Prompt: Put every line of the entries below into a Markdown table with two columns, Row and Line. Number the rows in order and leave out the blank lines.

Dataset items:
====================

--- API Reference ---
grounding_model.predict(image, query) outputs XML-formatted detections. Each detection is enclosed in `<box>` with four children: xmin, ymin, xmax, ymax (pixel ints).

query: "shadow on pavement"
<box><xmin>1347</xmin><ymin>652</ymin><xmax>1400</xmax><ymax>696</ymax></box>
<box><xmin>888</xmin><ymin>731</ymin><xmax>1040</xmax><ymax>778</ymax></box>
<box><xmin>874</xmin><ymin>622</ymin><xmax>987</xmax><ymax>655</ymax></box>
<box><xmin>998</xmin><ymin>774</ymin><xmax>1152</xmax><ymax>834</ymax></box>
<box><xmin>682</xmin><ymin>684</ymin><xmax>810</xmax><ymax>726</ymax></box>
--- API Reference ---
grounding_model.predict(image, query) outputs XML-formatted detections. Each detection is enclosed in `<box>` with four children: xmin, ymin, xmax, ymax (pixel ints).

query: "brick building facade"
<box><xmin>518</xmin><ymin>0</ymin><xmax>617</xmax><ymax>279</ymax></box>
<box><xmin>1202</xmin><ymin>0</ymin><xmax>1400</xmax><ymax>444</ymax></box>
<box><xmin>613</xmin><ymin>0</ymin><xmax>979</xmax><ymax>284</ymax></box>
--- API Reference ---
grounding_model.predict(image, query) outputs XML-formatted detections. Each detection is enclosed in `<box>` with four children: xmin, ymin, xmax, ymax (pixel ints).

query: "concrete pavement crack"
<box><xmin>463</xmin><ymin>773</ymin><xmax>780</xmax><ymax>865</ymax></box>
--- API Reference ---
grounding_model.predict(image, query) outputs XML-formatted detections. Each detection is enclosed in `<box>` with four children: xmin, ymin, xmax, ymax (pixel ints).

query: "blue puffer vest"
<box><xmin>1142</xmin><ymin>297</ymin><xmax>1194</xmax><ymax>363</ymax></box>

====================

In response:
| Row | Line |
|---|---|
| 1 | --- API Reference --- |
| 2 | grounding_model.predict(image, query) outputs XML-formatted detections. Each detection is enclosed in `<box>` with four children: xmin, ymin, xmax, ymax (pixel ints). |
| 3 | query: "shadow on pavement" |
| 4 | <box><xmin>1347</xmin><ymin>652</ymin><xmax>1400</xmax><ymax>696</ymax></box> |
| 5 | <box><xmin>888</xmin><ymin>731</ymin><xmax>1040</xmax><ymax>778</ymax></box> |
| 6 | <box><xmin>874</xmin><ymin>622</ymin><xmax>987</xmax><ymax>655</ymax></box> |
| 7 | <box><xmin>998</xmin><ymin>774</ymin><xmax>1152</xmax><ymax>834</ymax></box> |
| 8 | <box><xmin>682</xmin><ymin>684</ymin><xmax>810</xmax><ymax>726</ymax></box> |
| 9 | --- API Reference --- |
| 10 | grounding_model.predict(image, query) outputs XML-formatted detections. Each detection is enclosed in `<box>` with four children: xmin, ymin, xmax, ymax (pixel ints). |
| 11 | query: "brick building facade" |
| 12 | <box><xmin>518</xmin><ymin>0</ymin><xmax>617</xmax><ymax>279</ymax></box> |
| 13 | <box><xmin>1202</xmin><ymin>0</ymin><xmax>1400</xmax><ymax>444</ymax></box> |
| 14 | <box><xmin>613</xmin><ymin>0</ymin><xmax>979</xmax><ymax>284</ymax></box> |
| 15 | --- API Reference --- |
| 16 | grounding_model.predict(image, query) outputs XML-formatted detections. Each detection is enclosed in `<box>` with four children: xmin, ymin, xmax, ymax (pixel ints). |
| 17 | query: "concrete pavement crack" |
| 18 | <box><xmin>463</xmin><ymin>773</ymin><xmax>780</xmax><ymax>865</ymax></box> |
| 19 | --- API Reference --- |
| 20 | grounding_model.predict(image, query) outputs XML-formatted detections. Each detection is enclosed in `<box>` with four children: xmin, ymin, xmax, ymax (pixel ints). |
| 21 | query: "blue puffer vest" |
| 22 | <box><xmin>1142</xmin><ymin>297</ymin><xmax>1194</xmax><ymax>363</ymax></box> |